**RECORDS FOR THIS EXERCISE:**
++++++++

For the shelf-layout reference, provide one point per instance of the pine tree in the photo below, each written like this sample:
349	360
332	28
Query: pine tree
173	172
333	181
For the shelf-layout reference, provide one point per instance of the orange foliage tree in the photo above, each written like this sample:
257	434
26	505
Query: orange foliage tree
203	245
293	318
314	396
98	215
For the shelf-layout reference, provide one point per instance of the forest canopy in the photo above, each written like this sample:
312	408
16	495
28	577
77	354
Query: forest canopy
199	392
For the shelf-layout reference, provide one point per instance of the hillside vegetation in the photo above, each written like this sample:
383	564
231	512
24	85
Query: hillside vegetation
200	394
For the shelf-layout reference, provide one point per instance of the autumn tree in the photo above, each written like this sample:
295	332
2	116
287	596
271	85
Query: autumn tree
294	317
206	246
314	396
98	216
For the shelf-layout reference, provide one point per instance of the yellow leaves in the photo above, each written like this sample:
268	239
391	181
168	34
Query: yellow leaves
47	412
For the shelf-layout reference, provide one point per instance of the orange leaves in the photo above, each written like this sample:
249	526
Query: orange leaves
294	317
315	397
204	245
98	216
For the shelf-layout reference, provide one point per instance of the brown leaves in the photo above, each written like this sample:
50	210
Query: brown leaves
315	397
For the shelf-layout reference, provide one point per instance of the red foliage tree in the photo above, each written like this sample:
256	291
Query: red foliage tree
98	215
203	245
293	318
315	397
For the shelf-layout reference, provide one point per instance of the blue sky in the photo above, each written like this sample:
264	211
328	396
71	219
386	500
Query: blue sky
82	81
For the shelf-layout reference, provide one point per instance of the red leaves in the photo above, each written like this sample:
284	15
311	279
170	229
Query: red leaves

++++++++

**DIRECTIVE:**
Please reproduce all of the entries above word for word, from the first line through the last.

**TASK RESULT:**
For the shelf-layout reference, provide one point per instance of the pine tree in the photo below, each written like this sample:
349	360
332	28
Query: pine tree
173	172
333	181
For the shelf-layout reference, provide one point per instance of the orange foliage tree in the photo above, each written like this sample:
257	434
26	505
Query: orange foliage tree
203	245
293	318
314	396
98	215
For the shelf-layout reference, provide one point per instance of the forest canopy in the photo above, each written like this sample:
312	408
16	495
28	577
77	354
Query: forest canopy
199	392
For the shelf-layout reference, provide one point per instance of the hillside vegetation in the photo above, each written like this sample:
383	564
231	512
24	85
Query: hillside vegetation
200	394
For the shelf-layout reference, provide one point per instance of the autumn tree in the photo above, each written like this sample:
295	332
2	116
287	596
271	85
Query: autumn tree
294	317
206	246
314	396
98	216
For the shelf-layout reference, provide one point per instance of the yellow leaves in the photo above, each written like this sample:
268	239
391	181
168	34
Query: yellow leaves
47	412
For the shelf-layout reference, provide one point per instance of the orange leaves in the photo above, each written like this sample:
249	526
Query: orange leaves
294	317
315	397
204	245
98	216
For the shelf-layout reference, provide one point per instance of the brown leaves in the photo above, each written like this sample:
50	210
Query: brown leaves
315	397
For the shelf-layout reference, provide one point per instance of the red foliage tree in the photo above, each written like this sample:
256	291
Query: red foliage tree
98	215
203	245
293	318
315	397
For the shelf-layout reference, provide one point per instance of the blue sky in the photo above, each written like this sample:
264	211
328	396
71	219
386	500
Query: blue sky
82	81
For the shelf-layout reference, provide one point per instance of the red leaves in the photo above, each written like this sample:
284	15
311	279
170	229
Query: red leaves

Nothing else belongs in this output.